Go through the listing below and count the lines with "wall" in them. Only the count is needed.
^^^^
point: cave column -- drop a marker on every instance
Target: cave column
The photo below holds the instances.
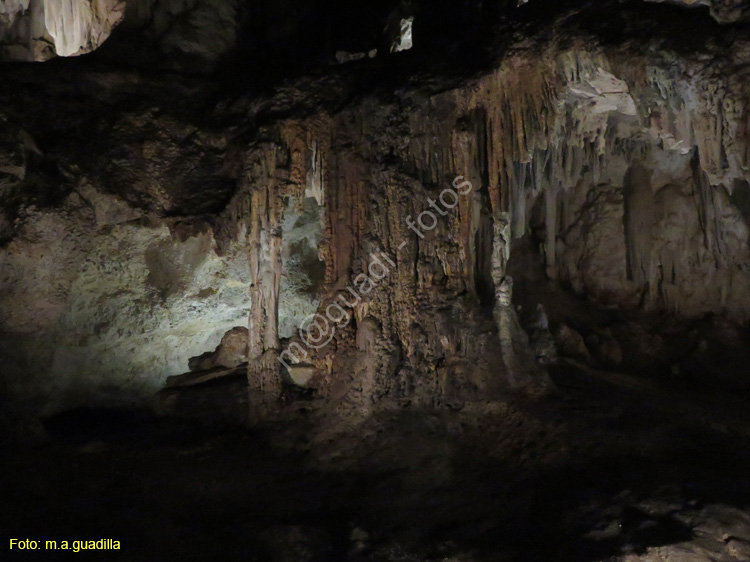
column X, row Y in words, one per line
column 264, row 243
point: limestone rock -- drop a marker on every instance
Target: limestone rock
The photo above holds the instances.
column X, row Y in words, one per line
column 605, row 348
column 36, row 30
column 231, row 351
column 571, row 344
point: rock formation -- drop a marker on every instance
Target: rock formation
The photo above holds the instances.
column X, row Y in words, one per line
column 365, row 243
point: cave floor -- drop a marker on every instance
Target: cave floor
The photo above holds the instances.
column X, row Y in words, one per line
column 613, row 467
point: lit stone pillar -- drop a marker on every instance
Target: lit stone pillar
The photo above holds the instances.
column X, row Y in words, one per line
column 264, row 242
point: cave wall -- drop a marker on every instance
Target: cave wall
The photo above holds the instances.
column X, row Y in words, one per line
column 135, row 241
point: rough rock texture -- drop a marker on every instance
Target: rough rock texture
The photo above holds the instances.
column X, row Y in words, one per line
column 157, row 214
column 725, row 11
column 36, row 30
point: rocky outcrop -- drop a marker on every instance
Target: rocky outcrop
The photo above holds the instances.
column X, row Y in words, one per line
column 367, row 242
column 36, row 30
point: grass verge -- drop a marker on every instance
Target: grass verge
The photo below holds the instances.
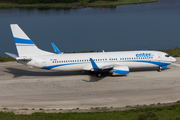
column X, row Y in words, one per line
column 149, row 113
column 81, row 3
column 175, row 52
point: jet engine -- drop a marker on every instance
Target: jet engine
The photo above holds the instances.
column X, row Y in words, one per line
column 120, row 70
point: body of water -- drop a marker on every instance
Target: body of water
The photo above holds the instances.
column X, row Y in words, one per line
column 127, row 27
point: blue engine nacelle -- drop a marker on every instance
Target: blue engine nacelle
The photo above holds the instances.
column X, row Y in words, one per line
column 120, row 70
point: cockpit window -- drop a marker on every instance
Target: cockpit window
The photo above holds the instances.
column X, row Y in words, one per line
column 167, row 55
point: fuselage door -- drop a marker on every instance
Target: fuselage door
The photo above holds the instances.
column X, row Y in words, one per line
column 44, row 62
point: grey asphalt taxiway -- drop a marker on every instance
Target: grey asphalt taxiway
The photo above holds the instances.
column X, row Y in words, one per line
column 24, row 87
^^^^
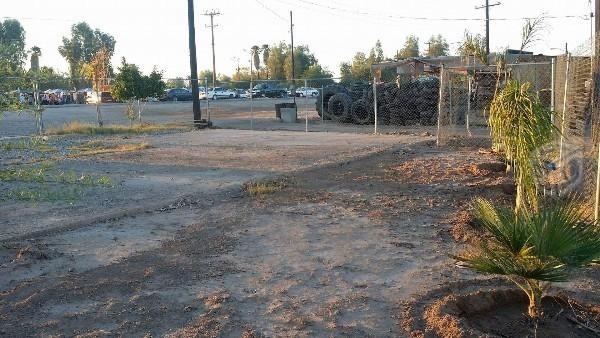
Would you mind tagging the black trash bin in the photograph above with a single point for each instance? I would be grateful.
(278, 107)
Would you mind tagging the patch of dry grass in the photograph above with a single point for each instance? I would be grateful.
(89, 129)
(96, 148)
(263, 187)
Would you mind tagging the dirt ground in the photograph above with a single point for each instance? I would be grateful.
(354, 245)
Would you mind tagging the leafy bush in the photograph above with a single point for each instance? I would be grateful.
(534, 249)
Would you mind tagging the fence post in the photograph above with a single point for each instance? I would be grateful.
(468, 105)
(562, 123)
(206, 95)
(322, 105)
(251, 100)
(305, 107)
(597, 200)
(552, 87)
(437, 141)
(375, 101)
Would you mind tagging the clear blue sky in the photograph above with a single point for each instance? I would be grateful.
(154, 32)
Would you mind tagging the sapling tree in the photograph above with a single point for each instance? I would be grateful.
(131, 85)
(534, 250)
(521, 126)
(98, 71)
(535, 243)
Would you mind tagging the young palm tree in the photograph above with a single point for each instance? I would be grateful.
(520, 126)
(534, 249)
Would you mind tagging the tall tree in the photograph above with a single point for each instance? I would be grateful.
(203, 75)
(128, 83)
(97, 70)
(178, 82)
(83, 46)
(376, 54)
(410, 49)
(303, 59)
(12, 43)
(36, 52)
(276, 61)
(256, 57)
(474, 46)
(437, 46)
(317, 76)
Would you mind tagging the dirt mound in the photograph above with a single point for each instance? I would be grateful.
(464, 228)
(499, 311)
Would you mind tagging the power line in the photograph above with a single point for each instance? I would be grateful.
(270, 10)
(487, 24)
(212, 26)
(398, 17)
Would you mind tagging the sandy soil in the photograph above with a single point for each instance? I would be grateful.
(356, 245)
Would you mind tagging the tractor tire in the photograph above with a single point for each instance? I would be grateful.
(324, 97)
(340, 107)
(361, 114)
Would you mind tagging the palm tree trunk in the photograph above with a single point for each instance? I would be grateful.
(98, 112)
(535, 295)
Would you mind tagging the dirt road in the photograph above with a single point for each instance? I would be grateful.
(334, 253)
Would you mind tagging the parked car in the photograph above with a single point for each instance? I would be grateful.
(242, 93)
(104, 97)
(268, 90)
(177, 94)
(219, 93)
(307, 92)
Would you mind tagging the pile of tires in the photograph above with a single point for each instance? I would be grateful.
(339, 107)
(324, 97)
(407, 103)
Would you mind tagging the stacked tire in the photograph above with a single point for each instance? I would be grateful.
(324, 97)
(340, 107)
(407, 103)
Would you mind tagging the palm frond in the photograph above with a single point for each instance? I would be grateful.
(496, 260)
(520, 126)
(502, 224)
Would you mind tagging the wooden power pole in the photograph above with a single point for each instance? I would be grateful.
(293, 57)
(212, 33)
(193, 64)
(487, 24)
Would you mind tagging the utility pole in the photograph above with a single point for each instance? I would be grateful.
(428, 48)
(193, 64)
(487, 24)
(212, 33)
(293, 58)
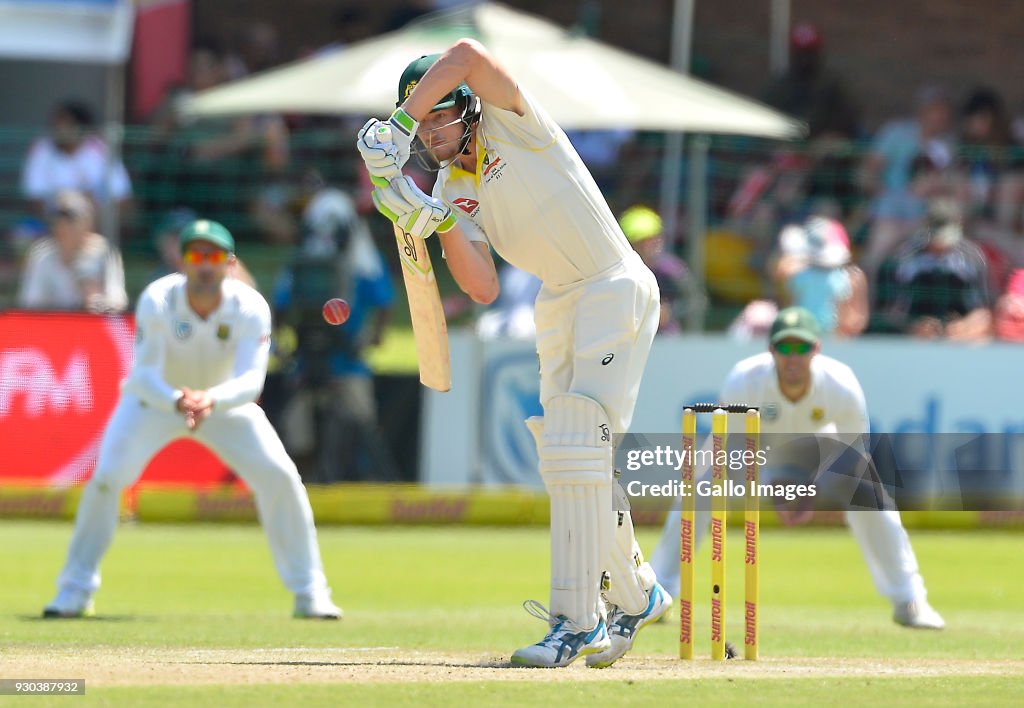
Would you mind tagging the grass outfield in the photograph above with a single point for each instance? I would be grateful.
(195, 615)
^^^^
Problem solution:
2